## Start GIVEN TEXT

Madoff’s Crime of Staying Naked Short

by Kevin D. Freeman on July 3, 2012

Even now, very few people recognize what actually took place in the great collapse of 2008. The media and so-called experts have provided a steady narrative regarding how it was a natural implosion from the Housing Bubble or other factors. Few want to review the actual data that clearly shows our system under attack. We identified the key weapons in the book “Secret Weapon:  How Economic Terrorism Brought Down the U.S. Stock Market and Why It Can Happen Again.” Among the most significant weapons was naked short selling. Sadly, this continues today.

To understand naked short selling (which is mostly illegal), you have to understand how it differs from traditional short selling (which is generally legal). From Wikipedia (http://en.wikipedia.org/wiki/Naked_short_selling):

Short selling is a form of speculation that allows a trader to take a “negative position” in a stock of a company. Such a trader first “borrows” shares of that stock from their owner (the lender), typically via a bank or a prime broker under the condition that he will return it on demand. Next, the trader sells the borrowed shares and delivers them to the buyer who becomes their new owner. The buyer is typically unaware that the shares have been sold short: his transaction with the trader proceeds just as if the trader owned rather than borrowed the shares. Some time later, the trader closes his short position by purchasing the same number of shares in the market and returning them to the lender. The trader’s profit is the difference between the sale price and the purchase price of the shares. In contrast to “going long” where sale succeeds the purchase, short sale precedes the purchase. Because the seller/borrower is generally required to make a cash deposit equivalent to the sale proceeds, it offers the lender some security.

This is in contrast to “naked” short selling:

Naked short selling, or naked shorting, is the practice of short-selling a tradable asset of any kind without first borrowing the security or ensuring that the security can be borrowed, as is conventionally done in a short sale. When the seller does not obtain the shares within the required time frame, the result is known as a “failure to deliver”. The transaction generally remains open until the shares are acquired by the seller, or the seller’s broker settles the trade. Short selling is used to anticipate a price fall, but exposes the seller to the risk of a price rise. In 2008, the SEC banned what it called “abusive naked short selling” in the United States, as well as some other jurisdictions, as a method of driving down share prices. Failing to deliver shares is legal under certain circumstances, and naked short selling is not per se illegal. In the United States, naked short selling is covered by various SEC regulations which prohibit the practice.

Basically, naked short selling is illegal with only a couple of exemptions. One of those is known as “The Madoff Exemption,” named after convicted felon Bernie Madoff. We described this in a previous post (http://globaleconomicwarfare.com/2012/02/yes-naked-short-selling-is-a-real-problem/) wherein we also demonstrated how ineffective the regulatory authorities had been in stopping the abuse. Here’s how we described the Madoff exemption:

The Madoff exemption, for example, allowed market makers to naked short sell, presumably to facilitate liquidity. Unfortunately, due to naked sponsored access rules (pages 153-155 of Secret Weapon), this also meant that almost anyone could get an exemption at will.

## End GIVEN TEXT
## Start DATA EXTRACT

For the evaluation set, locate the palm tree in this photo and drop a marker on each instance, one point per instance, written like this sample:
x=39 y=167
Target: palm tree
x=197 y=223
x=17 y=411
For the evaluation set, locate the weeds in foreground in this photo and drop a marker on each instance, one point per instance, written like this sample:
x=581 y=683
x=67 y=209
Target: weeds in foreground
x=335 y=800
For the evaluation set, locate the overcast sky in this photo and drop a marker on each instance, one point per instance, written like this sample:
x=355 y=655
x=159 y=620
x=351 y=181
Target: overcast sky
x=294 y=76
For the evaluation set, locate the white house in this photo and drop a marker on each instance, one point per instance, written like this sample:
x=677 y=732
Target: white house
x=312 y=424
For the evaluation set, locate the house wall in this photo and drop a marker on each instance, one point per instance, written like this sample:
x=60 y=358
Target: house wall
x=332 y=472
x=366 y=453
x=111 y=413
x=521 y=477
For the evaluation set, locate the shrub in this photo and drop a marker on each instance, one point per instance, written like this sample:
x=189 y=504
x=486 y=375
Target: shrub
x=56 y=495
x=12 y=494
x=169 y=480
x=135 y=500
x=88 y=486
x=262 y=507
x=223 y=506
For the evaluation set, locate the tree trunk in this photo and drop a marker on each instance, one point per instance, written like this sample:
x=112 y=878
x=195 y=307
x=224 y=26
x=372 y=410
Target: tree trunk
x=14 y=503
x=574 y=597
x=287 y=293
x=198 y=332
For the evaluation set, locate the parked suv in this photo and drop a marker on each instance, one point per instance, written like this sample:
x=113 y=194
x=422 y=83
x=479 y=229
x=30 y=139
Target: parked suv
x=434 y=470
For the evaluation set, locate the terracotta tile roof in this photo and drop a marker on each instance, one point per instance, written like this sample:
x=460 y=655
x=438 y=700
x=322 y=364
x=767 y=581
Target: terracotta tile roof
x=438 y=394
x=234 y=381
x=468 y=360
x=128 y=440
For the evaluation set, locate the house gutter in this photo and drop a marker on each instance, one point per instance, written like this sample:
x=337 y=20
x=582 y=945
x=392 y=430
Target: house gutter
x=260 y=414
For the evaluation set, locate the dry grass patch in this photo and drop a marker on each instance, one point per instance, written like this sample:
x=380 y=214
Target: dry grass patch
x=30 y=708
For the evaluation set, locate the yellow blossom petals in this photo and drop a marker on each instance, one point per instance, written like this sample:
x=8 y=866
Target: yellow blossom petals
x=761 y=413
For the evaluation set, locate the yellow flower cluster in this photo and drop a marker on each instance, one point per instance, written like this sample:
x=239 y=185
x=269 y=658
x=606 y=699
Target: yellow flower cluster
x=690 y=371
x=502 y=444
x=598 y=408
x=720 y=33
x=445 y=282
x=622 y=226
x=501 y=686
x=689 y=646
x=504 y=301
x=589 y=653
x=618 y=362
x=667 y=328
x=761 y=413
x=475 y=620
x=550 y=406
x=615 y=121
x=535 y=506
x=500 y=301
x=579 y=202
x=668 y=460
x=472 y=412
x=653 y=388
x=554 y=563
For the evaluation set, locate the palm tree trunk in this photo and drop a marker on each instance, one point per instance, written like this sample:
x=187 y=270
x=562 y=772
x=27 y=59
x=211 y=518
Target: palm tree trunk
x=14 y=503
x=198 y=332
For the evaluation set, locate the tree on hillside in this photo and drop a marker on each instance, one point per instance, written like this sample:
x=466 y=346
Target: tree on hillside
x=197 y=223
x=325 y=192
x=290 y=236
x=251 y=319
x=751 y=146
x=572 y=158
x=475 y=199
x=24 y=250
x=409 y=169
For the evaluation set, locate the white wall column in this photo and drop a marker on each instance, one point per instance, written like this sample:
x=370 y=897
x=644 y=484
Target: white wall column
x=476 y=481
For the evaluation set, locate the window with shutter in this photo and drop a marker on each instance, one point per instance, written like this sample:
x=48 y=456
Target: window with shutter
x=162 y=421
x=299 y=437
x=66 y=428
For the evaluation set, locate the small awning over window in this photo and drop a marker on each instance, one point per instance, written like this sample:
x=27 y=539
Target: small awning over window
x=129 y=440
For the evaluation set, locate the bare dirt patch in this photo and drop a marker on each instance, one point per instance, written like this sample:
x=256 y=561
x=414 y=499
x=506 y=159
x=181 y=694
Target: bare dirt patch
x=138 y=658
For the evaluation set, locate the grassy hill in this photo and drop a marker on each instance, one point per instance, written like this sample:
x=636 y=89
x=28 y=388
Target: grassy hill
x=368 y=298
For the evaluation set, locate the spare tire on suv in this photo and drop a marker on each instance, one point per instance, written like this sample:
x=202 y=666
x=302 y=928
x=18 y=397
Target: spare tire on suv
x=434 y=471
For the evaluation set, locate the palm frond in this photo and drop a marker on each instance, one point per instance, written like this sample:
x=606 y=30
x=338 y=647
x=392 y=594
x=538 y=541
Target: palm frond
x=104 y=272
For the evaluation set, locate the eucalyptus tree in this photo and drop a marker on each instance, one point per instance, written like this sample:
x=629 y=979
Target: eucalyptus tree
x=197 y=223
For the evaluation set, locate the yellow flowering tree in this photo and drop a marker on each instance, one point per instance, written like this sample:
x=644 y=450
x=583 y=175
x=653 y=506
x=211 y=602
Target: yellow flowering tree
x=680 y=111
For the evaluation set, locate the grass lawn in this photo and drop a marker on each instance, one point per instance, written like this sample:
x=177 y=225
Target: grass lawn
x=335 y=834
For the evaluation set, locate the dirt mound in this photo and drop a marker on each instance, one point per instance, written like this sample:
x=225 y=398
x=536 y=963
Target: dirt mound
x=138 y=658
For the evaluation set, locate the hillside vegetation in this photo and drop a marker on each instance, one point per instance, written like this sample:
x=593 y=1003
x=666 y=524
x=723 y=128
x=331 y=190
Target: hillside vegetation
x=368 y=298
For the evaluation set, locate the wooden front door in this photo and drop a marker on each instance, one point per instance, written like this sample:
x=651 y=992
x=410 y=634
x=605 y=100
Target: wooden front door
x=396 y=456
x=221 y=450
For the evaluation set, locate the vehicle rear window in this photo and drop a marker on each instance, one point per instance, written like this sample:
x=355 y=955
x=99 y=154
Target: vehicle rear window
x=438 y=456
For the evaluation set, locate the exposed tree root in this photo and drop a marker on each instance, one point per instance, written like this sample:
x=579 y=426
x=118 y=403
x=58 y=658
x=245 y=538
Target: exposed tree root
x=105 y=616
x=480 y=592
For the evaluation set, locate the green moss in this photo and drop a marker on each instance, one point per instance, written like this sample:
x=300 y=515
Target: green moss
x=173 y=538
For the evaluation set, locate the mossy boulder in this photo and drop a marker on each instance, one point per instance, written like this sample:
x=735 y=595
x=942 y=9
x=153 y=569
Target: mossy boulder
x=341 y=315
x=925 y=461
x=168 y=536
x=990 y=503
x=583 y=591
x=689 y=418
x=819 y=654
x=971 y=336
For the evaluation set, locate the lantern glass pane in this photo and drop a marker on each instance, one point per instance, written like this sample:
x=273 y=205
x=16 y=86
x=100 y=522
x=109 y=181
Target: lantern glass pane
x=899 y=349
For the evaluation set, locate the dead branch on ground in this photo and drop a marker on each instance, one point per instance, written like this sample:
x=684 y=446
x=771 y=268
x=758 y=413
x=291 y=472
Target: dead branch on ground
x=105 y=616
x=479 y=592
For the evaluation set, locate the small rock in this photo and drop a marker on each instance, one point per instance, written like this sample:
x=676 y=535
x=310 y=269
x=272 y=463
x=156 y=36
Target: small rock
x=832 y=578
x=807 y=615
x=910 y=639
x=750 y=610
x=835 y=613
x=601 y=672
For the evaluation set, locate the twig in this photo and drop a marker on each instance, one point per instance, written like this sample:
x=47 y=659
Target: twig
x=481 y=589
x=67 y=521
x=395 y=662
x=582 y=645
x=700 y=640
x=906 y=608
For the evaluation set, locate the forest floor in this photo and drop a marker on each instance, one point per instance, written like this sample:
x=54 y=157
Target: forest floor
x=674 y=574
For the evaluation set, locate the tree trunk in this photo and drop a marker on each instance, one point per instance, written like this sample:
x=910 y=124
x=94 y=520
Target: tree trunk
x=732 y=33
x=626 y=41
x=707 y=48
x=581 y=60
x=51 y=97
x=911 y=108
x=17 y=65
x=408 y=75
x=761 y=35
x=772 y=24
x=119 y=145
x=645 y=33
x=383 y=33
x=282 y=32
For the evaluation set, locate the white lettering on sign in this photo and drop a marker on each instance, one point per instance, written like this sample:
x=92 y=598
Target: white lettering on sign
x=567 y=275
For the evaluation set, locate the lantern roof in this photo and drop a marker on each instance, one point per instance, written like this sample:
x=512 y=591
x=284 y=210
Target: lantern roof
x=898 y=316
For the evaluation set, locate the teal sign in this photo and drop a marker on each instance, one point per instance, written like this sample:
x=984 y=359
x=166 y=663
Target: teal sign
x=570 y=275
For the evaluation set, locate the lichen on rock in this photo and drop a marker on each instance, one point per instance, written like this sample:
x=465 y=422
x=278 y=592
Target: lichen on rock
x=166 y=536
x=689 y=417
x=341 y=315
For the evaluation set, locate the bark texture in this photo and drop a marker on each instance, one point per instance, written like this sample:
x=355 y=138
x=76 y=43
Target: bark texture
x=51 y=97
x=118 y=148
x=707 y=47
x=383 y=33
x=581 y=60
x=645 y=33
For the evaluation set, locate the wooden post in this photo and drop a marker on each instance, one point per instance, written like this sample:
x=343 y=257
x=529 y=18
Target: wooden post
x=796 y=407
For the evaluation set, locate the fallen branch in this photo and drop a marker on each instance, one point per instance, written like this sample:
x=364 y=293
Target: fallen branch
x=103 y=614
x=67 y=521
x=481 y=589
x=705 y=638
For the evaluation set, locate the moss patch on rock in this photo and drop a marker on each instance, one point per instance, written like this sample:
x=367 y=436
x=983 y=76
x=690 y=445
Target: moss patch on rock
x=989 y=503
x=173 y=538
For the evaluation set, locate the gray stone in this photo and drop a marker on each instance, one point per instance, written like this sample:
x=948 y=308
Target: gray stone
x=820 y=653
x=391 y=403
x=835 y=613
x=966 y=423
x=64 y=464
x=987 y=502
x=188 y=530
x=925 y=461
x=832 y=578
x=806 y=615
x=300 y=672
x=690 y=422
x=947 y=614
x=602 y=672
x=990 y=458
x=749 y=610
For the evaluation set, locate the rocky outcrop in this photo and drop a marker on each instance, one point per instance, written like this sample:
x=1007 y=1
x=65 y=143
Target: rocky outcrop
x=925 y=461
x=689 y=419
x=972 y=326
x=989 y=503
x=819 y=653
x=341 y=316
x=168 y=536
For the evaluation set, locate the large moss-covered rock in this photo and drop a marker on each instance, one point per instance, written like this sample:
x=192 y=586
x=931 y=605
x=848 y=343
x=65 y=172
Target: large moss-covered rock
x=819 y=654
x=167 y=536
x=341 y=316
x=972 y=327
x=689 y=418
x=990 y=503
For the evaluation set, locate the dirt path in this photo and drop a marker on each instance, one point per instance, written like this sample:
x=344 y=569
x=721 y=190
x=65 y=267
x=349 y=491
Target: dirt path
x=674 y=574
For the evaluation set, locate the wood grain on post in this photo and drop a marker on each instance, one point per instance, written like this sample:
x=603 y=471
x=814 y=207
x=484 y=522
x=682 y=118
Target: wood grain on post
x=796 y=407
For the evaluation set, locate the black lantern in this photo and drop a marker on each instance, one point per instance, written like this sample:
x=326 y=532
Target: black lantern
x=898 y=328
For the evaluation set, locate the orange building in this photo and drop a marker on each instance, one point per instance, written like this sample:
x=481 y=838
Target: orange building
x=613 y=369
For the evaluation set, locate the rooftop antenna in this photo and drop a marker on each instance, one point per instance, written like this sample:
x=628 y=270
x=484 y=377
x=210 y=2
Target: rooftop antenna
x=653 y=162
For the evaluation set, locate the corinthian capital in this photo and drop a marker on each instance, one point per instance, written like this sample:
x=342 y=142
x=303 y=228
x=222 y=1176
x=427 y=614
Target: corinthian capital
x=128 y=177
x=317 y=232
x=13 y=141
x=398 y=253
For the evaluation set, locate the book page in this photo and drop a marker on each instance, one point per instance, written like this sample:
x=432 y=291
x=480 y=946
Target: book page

## End DATA EXTRACT

Quote the naked short selling article word for word, from "Basically, naked short" up to and including "exemption at will.". Work only from the article on naked short selling; leave the data out of it.

**CORRECT RESULT**
Basically, naked short selling is illegal with only a couple of exemptions. One of those is known as “The Madoff Exemption,” named after convicted felon Bernie Madoff. We described this in a previous post (http://globaleconomicwarfare.com/2012/02/yes-naked-short-selling-is-a-real-problem/) wherein we also demonstrated how ineffective the regulatory authorities had been in stopping the abuse. Here’s how we described the Madoff exemption:

The Madoff exemption, for example, allowed market makers to naked short sell, presumably to facilitate liquidity. Unfortunately, due to naked sponsored access rules (pages 153-155 of Secret Weapon), this also meant that almost anyone could get an exemption at will.